----- Teks Bacaan
Perdebatan
antara hubungan Islam dan politik tidak akan pernah berhenti, baik itu
di dunia Islam maupun di Indonesia. Di Indonesia, relasi antara Islam
dan politik sudah ada semenjak Islam masuk, akan tetapi perdebatan yang sistematis
baru terjadi pasca kemerdekaan Indonesia. Dimana perdebatan itu begitu
vulgar ketika diadakannya rapat BPPUPKI dan memuncak dengan keluarnya
piagam Jakarta. Namun, pada akhirnya hubungan antara Islam dan politik
dalam bentuk formal tidak terealisasi dalam konstitusi Indonesia,
sehingga jalan alternatifnya adalah terbentuklah Pancasila sebagai
ideologi Negara Indonesia.
Pancasila yang bernafaskan
sekuler ini sudah menjadi postulat politik bagi system politik di
Indonesia, sehingga terasa tidak ada ruang lagi bagi Islam politik di
Indonesia. Jika ada itu pun hanya sebatas pada tatanan subtansi bukan
pada tatanan formalitas. Jadi eksistensi Islam politik Indonesia masih
tahap dialektika dalam kekangan ideologi Pancasila.
Namun,
cita-cita untuk mendirikan Negara Islam akan tetap selalu ada di
masyarakat Indonesia. Tetapi pilihan untuk sekulerisme bukan merupakan
pilihan yang buruk untuk Indonesia dalam menanggapi relasi antara Islam dan politik.
Disisi
lain, peranan partai politik terutama partai-partai Islam akan tetap
menghiasi perdebatan politik Islam di Indonesia. Sehingga partai-partai
Islam bisa jadi indicator bahwa politik Islam tetap eksis di Indonesia.
A. KERELAVANAN SYARIAT ISLAM: Antara Ya dan Tidak
Politik menurut perspektif syari’at, ialah yang menjadikan
syari’at sebagai pangkal tolak, kembali dan bersandar kepadanya,
mengaplikasikannya di muka bumi, menancapkan ajaran-ajaran dan
prinsip-prinsipNYA di tengah manusia, sekaligus sebagai tujuan dan
sasarannya, sistem dan jalannya. Tujuannya berdasarkan syari’at dan
sistem yang dianut juga berdasarkan syari’at.[1]
Apabila ditinjau dari konsep sekarang syariat itu bisa dimaknai sebagai
penerapan nilai nilai Islam dalam system politik baik itu peraturan
perundang-undangan, kebijakan public, tata negara dalam bentuk
formalitas, sehingga syariat Islam dianggap sebagai solusi bagi yang ideal untuk negara.
----------
----- Entri Hasil Ekstraksi
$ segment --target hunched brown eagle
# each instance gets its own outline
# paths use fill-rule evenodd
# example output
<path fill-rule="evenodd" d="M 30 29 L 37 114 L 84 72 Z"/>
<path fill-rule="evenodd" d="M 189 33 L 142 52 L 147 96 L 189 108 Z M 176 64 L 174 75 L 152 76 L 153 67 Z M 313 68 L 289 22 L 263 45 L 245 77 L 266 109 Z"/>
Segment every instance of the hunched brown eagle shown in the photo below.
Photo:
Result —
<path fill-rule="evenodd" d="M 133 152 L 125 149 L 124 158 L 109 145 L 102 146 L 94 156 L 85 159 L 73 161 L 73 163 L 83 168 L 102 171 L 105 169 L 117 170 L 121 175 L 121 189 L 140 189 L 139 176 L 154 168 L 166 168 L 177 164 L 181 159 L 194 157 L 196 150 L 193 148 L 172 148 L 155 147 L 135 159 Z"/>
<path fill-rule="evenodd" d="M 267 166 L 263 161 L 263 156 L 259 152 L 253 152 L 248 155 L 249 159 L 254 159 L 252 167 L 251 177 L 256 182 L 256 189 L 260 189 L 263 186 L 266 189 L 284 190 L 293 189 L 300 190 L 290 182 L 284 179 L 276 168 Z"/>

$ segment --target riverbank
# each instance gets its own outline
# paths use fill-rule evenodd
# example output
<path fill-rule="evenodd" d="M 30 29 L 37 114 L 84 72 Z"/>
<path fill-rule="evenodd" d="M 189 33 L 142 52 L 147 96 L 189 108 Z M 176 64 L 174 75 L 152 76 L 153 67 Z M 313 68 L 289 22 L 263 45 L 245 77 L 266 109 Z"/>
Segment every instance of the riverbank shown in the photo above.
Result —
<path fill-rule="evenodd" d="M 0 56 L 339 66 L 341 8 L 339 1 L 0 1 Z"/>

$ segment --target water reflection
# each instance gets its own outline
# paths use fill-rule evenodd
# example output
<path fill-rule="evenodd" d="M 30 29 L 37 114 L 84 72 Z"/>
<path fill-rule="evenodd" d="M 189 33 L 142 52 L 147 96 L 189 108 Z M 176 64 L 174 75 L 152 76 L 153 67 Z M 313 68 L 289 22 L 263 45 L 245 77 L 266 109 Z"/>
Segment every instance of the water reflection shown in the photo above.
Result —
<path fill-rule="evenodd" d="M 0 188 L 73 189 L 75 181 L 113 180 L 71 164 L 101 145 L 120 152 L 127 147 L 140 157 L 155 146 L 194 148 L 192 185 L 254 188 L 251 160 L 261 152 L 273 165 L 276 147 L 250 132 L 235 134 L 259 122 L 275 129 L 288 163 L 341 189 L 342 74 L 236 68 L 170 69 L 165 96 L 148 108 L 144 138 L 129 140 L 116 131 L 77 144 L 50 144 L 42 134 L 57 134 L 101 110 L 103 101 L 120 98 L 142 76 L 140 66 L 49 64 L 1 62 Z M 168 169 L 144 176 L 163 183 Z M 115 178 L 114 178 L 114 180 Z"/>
----------
Jawablah pertanyaan berikut berdasarkan teks bacaan di atas dan beri nomor yang sama pada setiap jawaban.
1. Kapan perdebatan yang sistematis mengenai relasi Islam dan politik baru terjadi di Indonesia?
2. Apa yang terbentuk sebagai jalan alternatif ketika hubungan Islam dan politik dalam bentuk formal tidak terealisasi dalam konstitusi Indonesia?
3. Apa yang bisa menjadi indikator bahwa politik Islam tetap eksis di Indonesia?

Hasil Tugas Ini:
1. Pasca kemerdekaan Indonesia.
2. Pancasila sebagai ideologi Negara Indonesia.
3. Partai-partai Islam.